### EXERCISE DETAILS
Rescale the part of the rows that opens with the line containing "the street lamp." and runs through the end of the rows, both ends included. Write those lines out again with the requests unchanged, multiplying every point coordinate by 2.3 and rounding to the nearest whole number, with halves rounded up.

### INPUT MATERIAL
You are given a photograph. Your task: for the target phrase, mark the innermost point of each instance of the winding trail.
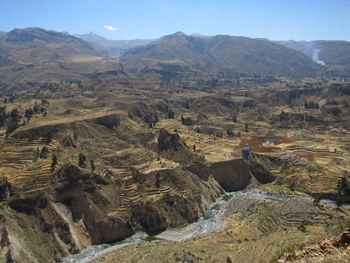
(212, 222)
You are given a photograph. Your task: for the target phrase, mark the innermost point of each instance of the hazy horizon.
(275, 20)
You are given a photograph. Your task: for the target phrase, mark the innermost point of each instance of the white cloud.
(112, 28)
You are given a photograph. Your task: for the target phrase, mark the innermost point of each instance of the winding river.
(212, 222)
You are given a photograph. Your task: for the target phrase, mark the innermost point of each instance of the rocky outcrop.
(171, 146)
(328, 250)
(79, 209)
(232, 175)
(260, 167)
(109, 121)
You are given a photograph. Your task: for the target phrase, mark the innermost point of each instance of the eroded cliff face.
(80, 208)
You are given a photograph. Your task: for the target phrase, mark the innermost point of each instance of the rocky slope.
(35, 54)
(179, 54)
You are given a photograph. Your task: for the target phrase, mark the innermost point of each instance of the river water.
(212, 222)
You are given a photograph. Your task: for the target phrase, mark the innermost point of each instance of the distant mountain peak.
(29, 34)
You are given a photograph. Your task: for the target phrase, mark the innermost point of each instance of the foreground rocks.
(80, 209)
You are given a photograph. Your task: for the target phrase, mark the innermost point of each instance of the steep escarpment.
(81, 208)
(69, 205)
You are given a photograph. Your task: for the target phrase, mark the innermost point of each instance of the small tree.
(75, 136)
(54, 161)
(13, 126)
(171, 114)
(44, 152)
(82, 160)
(92, 165)
(234, 118)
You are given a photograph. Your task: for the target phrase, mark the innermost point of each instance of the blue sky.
(131, 19)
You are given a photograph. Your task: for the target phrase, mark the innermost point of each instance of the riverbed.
(212, 222)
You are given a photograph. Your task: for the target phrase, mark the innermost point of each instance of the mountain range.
(35, 54)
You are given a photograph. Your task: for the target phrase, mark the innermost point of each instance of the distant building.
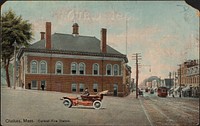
(188, 75)
(71, 62)
(169, 83)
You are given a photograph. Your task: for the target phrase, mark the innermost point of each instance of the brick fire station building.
(71, 62)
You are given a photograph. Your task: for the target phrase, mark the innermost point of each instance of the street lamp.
(180, 80)
(14, 76)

### RESULT
You are given a photograph. Your task: for the target phrase, mark the innermost point of each instance of the street lamp.
(414, 184)
(32, 175)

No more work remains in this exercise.